■ **Task instructions**
1: In the text below about Ivy's first birthday party, which colors were chosen for the celebration?
2: Continue the text below about Ivy's first birthday party, starting after its final sentence.

■ **Extract**
We stuck to a natural theme. I had toyed around with some theme ideas. We initially were going to do a Winter ONEderland theme, because in our mind we thought there would be snow (since we had our first snowfall last year on the day she was born), however, we realized it might not go that way (our weather is so unpredictable) so we took the winter out and decided on Ivy’s ONEderland.
We felt like Ivy’s Wonderland would consist of natural beauty, since she adores animals and our walks in nature. So we opted for pretty deer, for our darling dear and Ivy greens as a common thread. We had her cake stand on a sliced word slab and Gold and white were our colours.
Unfortunately, the banner I had custom made for her, that said Ivy’s ONEderland, was returned to sender(Brittish Columbia) for some reason (this has been happening with my Canada post parcels – anyone else having this issue!?) and we didn’t get it in time for the birthday. It was a bummer, as you always want things to be perfect for your littles (even tho they don’t even know what’s happening haha), but in all honesty, it was far from the heart. So we continued on with our natural vibe theme and had a wonderful celebration.

■ **Data excerpts**
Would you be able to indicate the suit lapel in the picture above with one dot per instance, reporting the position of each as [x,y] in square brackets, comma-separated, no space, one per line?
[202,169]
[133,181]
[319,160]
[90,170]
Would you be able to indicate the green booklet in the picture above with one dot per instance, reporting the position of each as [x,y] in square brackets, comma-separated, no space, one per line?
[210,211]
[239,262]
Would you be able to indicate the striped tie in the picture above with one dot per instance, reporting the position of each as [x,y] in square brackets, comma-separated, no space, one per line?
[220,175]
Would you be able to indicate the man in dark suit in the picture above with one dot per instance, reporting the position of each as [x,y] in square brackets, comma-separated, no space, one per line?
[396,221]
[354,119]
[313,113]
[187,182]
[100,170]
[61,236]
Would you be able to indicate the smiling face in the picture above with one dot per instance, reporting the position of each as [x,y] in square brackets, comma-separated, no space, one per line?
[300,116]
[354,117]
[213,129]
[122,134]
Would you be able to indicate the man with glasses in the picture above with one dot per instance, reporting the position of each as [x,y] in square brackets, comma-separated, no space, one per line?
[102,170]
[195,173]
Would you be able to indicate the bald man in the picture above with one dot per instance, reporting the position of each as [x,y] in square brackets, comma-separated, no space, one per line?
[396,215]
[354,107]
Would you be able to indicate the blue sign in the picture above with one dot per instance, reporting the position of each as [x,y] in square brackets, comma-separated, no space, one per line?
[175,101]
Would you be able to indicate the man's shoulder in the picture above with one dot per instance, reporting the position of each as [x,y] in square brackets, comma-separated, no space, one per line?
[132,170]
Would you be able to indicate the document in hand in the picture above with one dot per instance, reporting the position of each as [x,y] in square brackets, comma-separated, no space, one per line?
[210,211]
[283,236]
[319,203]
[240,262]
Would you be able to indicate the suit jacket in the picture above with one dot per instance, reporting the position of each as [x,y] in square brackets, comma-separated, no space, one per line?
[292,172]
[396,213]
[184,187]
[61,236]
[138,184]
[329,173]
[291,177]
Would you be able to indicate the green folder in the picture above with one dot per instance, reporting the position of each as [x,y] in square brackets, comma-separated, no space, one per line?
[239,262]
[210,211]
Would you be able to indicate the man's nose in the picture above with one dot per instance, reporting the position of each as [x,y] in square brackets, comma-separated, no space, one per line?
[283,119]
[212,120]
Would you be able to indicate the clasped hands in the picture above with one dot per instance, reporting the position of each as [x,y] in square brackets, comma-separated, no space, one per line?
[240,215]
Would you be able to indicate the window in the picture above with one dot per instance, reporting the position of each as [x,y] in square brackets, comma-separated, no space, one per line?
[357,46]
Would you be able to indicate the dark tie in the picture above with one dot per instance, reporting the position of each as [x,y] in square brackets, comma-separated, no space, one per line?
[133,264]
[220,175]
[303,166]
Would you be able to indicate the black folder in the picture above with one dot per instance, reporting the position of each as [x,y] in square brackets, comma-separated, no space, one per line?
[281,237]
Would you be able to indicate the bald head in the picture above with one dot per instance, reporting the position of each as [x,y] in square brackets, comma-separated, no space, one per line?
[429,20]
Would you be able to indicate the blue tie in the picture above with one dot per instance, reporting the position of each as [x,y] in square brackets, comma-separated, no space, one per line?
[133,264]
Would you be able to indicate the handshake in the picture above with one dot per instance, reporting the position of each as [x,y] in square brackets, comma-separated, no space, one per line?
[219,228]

■ **Answer list**
1: Gold and white.

2:
I honestly cannot believe where this year has gone. I did my best to be present, but it honestly feels like a blur. Even those long days of quarantine flew by so very fast. I knew I would long for them again someday, I just did’t realize it would be this soon! I love the incredible vivacious personality our girl is growing into, but I really do miss those newborn snuggles. Perhaps we need one more?! (I think all moms contemplate this at the one year mark – am i right?!).
From the moment I thought I was pregnant with Ivy London, my faith has been tested and strengthened. There were many bumps along the way, but through it all, God always reminded me of that first day when the pregnancy test showed an “error” sign, which then turned to a “pregnant” sign after some prayer and leaving it His hands, that he is always in control and when we place things in His very capable hands and trust him, he can do anything. Growing up, in the faith, as a preachers kid, I have read the scripture Luke 1:37 Nothing is impossible with God so many times. However, I have never seen it come to life in such a way as I have these past few years.
The hebrew define of Ivy is “gift from God.” She truly is that. All babies are gifts from God and amazing miracles, but Ivy has pushed me to step out onto the waters with my faith in a ways I had not expected and at times it was scary, but wow, did God ever show me how big he is through it all. For that, I will always be grateful. With out even knowing it, yet, Ivy truly exemplifies God’s goodness, grace and favour. She is a fighter and it shows in every ounce of her being. Anyone who has met her, can confirm she’s no shrinking violet and she has no problem telling you how she feels, in her own way – haha. We love her honest and bright spirit.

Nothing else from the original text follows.